= Activity =
In the listing below, print exactly the lines between the line holding "positive clicks: (320, 262)" and the line holding "box: [0, 476, 878, 580]", inclusive, and no more.
(Supplied entries)
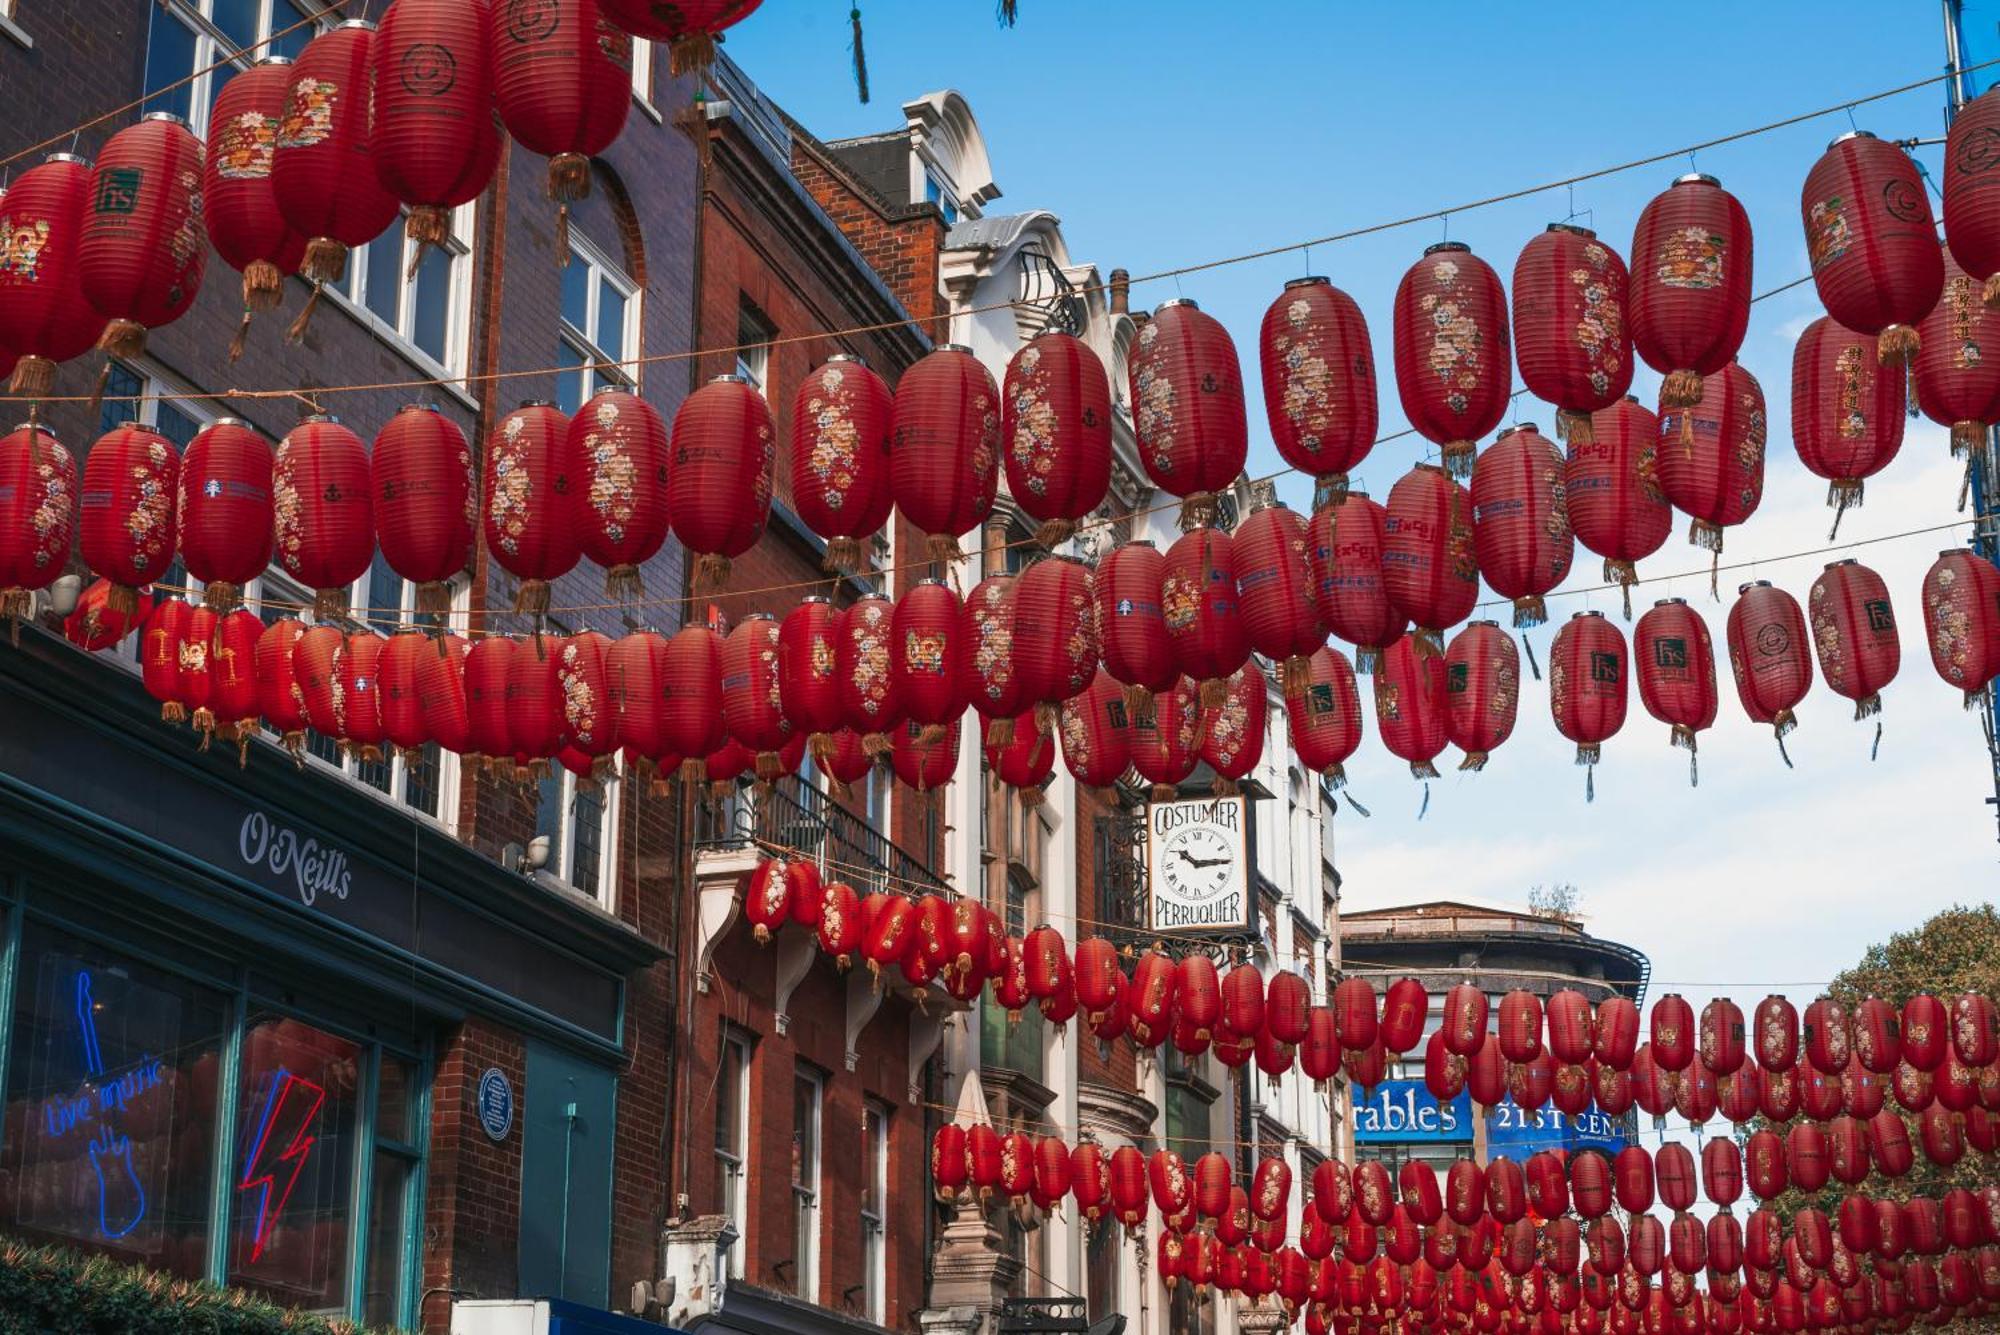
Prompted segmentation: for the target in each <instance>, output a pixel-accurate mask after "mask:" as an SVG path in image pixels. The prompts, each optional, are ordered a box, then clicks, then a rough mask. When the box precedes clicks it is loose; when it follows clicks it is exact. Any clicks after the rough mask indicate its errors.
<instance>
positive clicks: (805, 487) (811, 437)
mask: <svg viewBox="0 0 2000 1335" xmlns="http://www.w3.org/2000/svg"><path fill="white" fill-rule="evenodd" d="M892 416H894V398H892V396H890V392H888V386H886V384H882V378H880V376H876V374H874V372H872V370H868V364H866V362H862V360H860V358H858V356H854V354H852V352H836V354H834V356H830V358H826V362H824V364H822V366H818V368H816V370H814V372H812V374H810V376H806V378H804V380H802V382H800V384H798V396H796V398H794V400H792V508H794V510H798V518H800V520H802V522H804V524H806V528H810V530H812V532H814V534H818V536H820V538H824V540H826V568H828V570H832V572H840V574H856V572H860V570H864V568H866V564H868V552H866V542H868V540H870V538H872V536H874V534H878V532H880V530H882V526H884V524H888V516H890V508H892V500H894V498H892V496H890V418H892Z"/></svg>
(End Supplied entries)
(Supplied entries)
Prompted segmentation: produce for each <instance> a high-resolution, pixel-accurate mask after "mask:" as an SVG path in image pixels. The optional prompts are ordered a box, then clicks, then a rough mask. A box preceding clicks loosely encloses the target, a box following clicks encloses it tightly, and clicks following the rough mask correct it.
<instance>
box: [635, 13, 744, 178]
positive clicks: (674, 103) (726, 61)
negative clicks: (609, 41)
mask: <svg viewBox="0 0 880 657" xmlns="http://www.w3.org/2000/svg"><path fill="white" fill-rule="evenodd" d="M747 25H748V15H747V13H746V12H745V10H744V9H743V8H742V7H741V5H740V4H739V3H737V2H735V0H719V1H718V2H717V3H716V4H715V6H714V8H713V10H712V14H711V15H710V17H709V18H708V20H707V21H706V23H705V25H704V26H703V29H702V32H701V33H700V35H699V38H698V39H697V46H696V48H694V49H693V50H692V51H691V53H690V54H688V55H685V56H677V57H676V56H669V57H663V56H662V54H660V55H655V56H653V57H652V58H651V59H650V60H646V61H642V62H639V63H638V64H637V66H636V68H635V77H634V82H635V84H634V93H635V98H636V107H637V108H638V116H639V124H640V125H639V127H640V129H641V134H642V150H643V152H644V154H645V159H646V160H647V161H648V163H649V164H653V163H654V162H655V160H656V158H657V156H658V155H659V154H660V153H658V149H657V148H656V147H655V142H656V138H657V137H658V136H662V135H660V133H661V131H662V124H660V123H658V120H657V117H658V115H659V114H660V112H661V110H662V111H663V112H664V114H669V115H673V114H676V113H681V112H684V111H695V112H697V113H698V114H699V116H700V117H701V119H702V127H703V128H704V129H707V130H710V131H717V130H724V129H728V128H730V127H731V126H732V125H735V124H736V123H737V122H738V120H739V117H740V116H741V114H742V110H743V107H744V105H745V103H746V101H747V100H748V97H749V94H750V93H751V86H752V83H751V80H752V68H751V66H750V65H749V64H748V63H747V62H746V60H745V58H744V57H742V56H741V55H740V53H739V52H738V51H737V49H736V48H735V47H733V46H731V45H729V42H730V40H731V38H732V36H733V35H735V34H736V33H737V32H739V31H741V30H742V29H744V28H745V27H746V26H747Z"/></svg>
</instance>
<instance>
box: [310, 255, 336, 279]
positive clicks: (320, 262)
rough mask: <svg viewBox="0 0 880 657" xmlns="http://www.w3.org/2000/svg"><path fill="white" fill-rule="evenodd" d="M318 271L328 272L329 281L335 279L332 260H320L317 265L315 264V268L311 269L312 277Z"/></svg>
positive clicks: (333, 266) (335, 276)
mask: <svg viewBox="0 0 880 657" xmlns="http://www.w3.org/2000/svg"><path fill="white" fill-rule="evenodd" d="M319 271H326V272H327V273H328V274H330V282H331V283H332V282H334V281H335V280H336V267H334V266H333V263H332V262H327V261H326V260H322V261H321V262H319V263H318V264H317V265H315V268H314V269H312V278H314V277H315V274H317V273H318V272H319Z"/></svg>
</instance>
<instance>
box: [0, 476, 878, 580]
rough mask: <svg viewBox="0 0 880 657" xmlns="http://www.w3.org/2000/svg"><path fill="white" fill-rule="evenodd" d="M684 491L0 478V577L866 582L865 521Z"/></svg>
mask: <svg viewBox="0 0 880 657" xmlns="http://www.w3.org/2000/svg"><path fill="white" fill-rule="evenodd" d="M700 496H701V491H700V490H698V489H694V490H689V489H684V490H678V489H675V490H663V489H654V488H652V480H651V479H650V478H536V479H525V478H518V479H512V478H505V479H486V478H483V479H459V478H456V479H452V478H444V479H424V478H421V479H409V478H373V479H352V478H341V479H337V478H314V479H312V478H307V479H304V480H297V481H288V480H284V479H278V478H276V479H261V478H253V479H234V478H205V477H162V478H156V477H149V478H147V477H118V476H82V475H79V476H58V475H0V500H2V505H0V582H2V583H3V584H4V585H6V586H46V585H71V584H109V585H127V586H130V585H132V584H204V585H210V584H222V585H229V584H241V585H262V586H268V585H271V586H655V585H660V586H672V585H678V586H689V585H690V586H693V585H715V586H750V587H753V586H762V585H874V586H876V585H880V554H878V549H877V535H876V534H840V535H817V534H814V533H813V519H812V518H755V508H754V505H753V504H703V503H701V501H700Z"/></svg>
(End Supplied entries)
= Worked solution =
positive clicks: (320, 262)
rough mask: <svg viewBox="0 0 880 657" xmlns="http://www.w3.org/2000/svg"><path fill="white" fill-rule="evenodd" d="M318 271L328 272L329 281L335 279L332 260H320L317 265L315 264V268L311 269L312 277Z"/></svg>
positive clicks: (333, 266) (335, 276)
mask: <svg viewBox="0 0 880 657" xmlns="http://www.w3.org/2000/svg"><path fill="white" fill-rule="evenodd" d="M319 271H326V272H327V273H328V274H330V282H331V283H332V282H334V281H335V280H336V267H334V266H333V263H332V262H327V261H326V260H322V261H321V262H319V263H318V264H317V265H315V268H314V269H312V278H314V277H315V274H317V273H318V272H319Z"/></svg>
</instance>
<instance>
box: [0, 476, 878, 580]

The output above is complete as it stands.